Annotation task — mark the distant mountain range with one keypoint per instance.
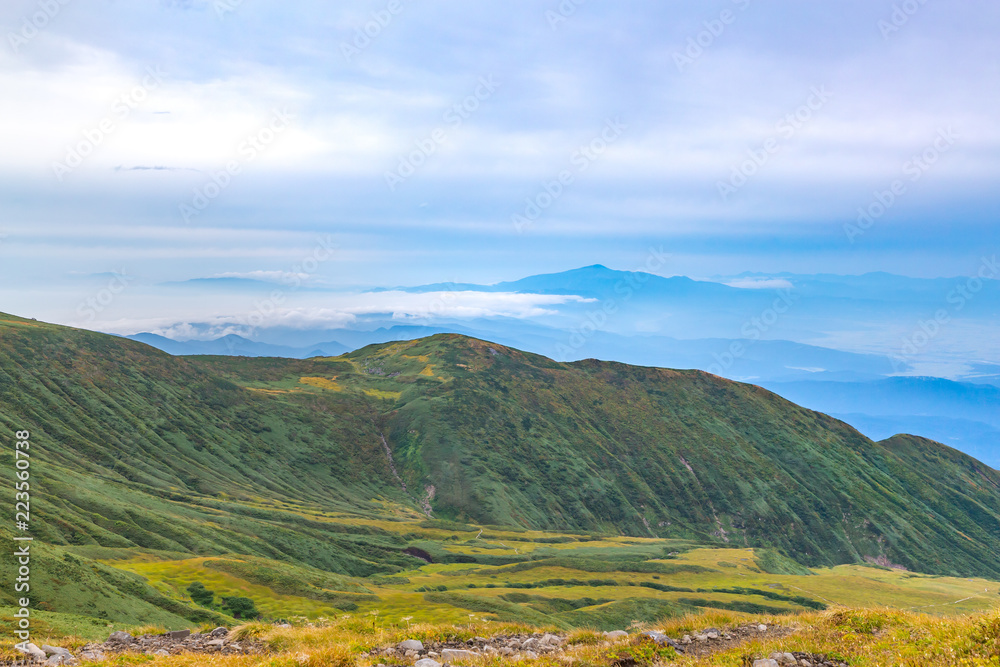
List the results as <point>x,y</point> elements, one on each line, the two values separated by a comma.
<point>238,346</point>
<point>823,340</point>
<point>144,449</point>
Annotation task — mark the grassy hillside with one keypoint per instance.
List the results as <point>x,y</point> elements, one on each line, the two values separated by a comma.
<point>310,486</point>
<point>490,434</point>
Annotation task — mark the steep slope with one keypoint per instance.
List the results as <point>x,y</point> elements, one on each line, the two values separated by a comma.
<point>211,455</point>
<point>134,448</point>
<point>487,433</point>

+-------+

Rewrite every item above with "keypoint" swapped for "marker" and nothing else altered, omitting the pictures.

→ Response to this exercise:
Annotation task — mark the distant mountain range with one marker per instance.
List the results as <point>x,y</point> elements, one on each line, the two values separated by a comma.
<point>238,346</point>
<point>823,340</point>
<point>144,449</point>
Annotation task — mark the grassy hillside with one marker per instance.
List the results as <point>x,y</point> elements, one on each line, the two values separated by a comma.
<point>310,486</point>
<point>490,434</point>
Annotation task — mark the steep slope with one marker per instance.
List the results as <point>x,y</point> elements, one on each line, the two values separated by a comma.
<point>211,455</point>
<point>134,448</point>
<point>487,433</point>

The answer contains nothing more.